> AIM OF THE TASK: In the text on stent fractures and MSCT, how many patients underwent CAG after follow-up MSCT because of insufficient total coronary analysis?

> STUDY TEXT:
The exact mechanisms by which an SES fracture causes clinical events are still uncertain. We speculated several causal relationships. First, local drug delivery may be unavailable because of the absence of stent struts. Second, separated stent struts could induce mechanical stimulation to the vessel wall resulting in inflammation, which could cause neointimal hyperplasia or aneurysm formation. An optical coherence tomography study demonstrated that neointimal hyperplasia was enhanced at the site of an SES fracture [26]. Coronary aneurysm was frequently observed at the DES fracture site by IVUS [27], and we reported a case of stent thrombosis at the site of stent fracture and stent malaposition as detected by MSCT [17].

Potential of MSCT for the evaluation of patients with coronary stents

MSCT has been more widely available for the evaluation of patients with native coronary artery disease, including not only coronary artery stenosis [9], but also coronary plaque characteristics [10, 11] and outcomes [12, 13] as a less invasive imaging technique. However, assessment of the coronary artery with a stent has been challenging because the artefact of the stent strut interferes with clear visualisation of the in-stent lumen. According to appropriate use criteria for cardiac computed tomography, assessment of the coronary stent is considered uncertain or inappropriate with the exception of left main stents [28]. In our study, CAG was performed in 210 patients (40 %) after follow-up MSCT because of insufficient total coronary analysis, which means that routine use of 64-slice MSCT is not efficient for patients with coronary stents. However, at present, advances in the technology of MSCT have made it possible to assess in-stent lumens with high accuracy, particularly in the case of large stent diameters [29, 30]. Therefore, in appropriately selected patients with coronary stents, MSCT can simultaneously evaluate in-stent-lumens and stent fractures, which are strong predictors of long-term MACE, as shown in our study. In addition, by providing information on coronary stenosis and plaque characterisation in vessels or locations not touched by the intervention, MSCT could be an ideal imaging modality suitable for comprehensive assessment of the whole coronary artery in patients after stenting.

Study limitation

The limitations of this study are as follows. First, this was a retrospective, single-centre study and the sample size was small, yielding a small number of cases of stent fracture. Second, the study population consisting of patients undergoing follow-up MSCT suffers from selection bias. Third, TLR, which was defined as MACE in our study, is not a real hard endpoint. Fourth, it was difficult to confirm that the site of TLR was identical to that of CT-detected stent fracture and the restenotic lesion originated from the fracture site, especially in cases of stent thrombosis and diffuse restenosis. Fifth, we evaluated only SES and our results cannot be applied to other drug-eluting stents. Finally, stent fractures detected by MSCT could not be validated pathologically.

Conclusions

An SES fracture detected by MSCT without early clinical events was associated with long-term clinical adverse events.

> GIVEN INFORMATION:
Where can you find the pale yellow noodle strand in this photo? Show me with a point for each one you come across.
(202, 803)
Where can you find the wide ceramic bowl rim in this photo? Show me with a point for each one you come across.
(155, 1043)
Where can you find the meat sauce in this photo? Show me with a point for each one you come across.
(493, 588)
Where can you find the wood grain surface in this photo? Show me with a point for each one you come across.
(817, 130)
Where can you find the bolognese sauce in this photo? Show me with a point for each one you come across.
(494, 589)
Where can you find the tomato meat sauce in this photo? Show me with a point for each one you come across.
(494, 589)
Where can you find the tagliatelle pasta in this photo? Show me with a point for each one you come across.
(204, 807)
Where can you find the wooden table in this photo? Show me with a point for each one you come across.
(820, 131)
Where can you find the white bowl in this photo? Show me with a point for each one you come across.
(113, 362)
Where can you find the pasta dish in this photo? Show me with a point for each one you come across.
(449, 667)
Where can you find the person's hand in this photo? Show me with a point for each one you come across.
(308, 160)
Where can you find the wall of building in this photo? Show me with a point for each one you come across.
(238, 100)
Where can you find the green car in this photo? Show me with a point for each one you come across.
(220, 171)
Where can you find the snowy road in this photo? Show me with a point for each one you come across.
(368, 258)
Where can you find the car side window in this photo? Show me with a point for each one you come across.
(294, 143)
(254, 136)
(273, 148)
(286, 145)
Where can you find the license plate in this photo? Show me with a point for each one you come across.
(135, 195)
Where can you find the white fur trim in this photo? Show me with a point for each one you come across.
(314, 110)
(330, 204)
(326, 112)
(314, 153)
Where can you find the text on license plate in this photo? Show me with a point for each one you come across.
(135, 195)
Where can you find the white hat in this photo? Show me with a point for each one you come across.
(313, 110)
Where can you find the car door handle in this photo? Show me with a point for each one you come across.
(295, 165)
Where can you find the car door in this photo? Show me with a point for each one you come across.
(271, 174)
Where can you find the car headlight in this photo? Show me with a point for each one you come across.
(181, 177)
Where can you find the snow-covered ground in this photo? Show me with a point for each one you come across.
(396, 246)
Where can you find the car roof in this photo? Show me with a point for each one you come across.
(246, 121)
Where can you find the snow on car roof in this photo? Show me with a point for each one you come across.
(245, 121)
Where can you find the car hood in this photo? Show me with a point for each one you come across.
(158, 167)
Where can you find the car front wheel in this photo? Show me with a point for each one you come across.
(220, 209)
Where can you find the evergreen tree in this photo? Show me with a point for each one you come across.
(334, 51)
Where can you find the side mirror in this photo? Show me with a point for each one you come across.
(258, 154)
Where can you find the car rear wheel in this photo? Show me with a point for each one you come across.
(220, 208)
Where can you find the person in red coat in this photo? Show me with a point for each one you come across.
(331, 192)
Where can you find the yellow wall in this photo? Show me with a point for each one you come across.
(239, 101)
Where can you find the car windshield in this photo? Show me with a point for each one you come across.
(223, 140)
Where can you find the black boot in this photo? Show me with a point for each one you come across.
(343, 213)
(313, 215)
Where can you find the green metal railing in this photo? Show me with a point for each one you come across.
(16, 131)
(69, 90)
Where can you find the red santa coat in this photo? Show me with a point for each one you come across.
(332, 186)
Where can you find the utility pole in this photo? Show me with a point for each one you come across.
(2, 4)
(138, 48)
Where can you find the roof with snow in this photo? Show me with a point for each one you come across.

> ANSWER BOX: 210 patients (40 %).